[Work instruction] In the data that follows, each entry is to be restated exactly.

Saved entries
——
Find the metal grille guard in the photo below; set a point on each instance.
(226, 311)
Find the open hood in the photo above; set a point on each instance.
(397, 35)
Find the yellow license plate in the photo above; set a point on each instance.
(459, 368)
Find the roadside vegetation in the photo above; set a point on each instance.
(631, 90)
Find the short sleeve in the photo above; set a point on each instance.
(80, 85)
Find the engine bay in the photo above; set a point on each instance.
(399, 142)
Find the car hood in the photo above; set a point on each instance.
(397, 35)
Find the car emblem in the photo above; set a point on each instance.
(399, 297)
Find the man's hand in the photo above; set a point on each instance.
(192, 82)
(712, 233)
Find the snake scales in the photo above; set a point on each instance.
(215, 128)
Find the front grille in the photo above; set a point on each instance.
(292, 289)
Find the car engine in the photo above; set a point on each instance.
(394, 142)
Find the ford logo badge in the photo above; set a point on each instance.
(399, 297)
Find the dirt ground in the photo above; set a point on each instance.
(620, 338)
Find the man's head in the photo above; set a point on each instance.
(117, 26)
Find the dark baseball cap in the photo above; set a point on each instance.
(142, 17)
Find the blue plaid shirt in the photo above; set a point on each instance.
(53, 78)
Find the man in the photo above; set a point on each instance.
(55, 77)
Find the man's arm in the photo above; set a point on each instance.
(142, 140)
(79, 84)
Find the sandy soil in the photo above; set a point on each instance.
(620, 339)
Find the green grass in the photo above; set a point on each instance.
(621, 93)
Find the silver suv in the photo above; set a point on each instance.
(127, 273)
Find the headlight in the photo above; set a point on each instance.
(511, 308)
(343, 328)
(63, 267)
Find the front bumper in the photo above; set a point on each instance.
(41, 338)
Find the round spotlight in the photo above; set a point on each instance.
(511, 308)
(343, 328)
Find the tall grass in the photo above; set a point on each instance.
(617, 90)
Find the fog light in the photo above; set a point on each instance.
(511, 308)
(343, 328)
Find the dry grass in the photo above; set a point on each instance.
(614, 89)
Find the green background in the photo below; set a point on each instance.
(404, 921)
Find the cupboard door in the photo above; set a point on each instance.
——
[Result for this exercise]
Find the metal grille guard in the photo below; set a point on each instance.
(226, 311)
Find the open hood in the photo above; set a point on each instance.
(397, 35)
Find the yellow license plate in the photo above; set a point on each instance.
(459, 368)
Find the roadside vegetation in the photo above; set a point on each instance.
(631, 90)
Find the short sleeve in the photo above; set a point on each instance.
(80, 85)
Find the engine bay in the photo above; set a point on each instance.
(399, 142)
Find the car hood in the photo above; set a point on each instance.
(397, 35)
Find the car emblem in the photo above; set a point on each instance.
(399, 297)
Find the man's hand in the photo above; set a point on each instance.
(192, 82)
(712, 233)
Find the snake scales in the photo above; set a point on each instance.
(215, 128)
Find the front grille in the photo above; set a point on each instance.
(292, 289)
Find the car engine in the photo above; set a point on each instance.
(394, 142)
Find the ford logo badge in the photo above; set a point on each instance.
(399, 297)
Find the dirt ground in the photo above; set a point on each instance.
(620, 338)
Find the man's head in the photo above; set a point on each instance.
(117, 26)
Find the dark baseball cap in the photo above; set a point on each instance.
(142, 17)
Find the blue plaid shirt in the photo above; set a point on each instance.
(53, 78)
Find the man in the photo above; set a point on each instance.
(55, 77)
Find the man's arm in the photo above; set a point on each instance.
(142, 140)
(79, 84)
Find the sandy soil in the photo above; set a point on each instance.
(620, 339)
Find the green grass in the photo above; set a point on each instance.
(621, 93)
Find the silver suv in the photo above; set a point on each instance.
(127, 273)
Find the headlight in the photo above; set a point on each instance.
(511, 308)
(343, 328)
(63, 267)
Find the front bumper in the photo above; set a point on each instance.
(41, 338)
Find the round spotlight in the photo above; set a point on each instance.
(511, 308)
(343, 328)
Find the tall grass in the photo above; set a point on each instance.
(617, 90)
Find the fog light in the photo above; set a point on each instance.
(511, 308)
(343, 328)
Find the dry grass in the photo above; set a point on each instance.
(614, 89)
Find the green background in the photo below; set a point on each instance.
(404, 921)
Find the cupboard door in the photo above; set a point on each instance.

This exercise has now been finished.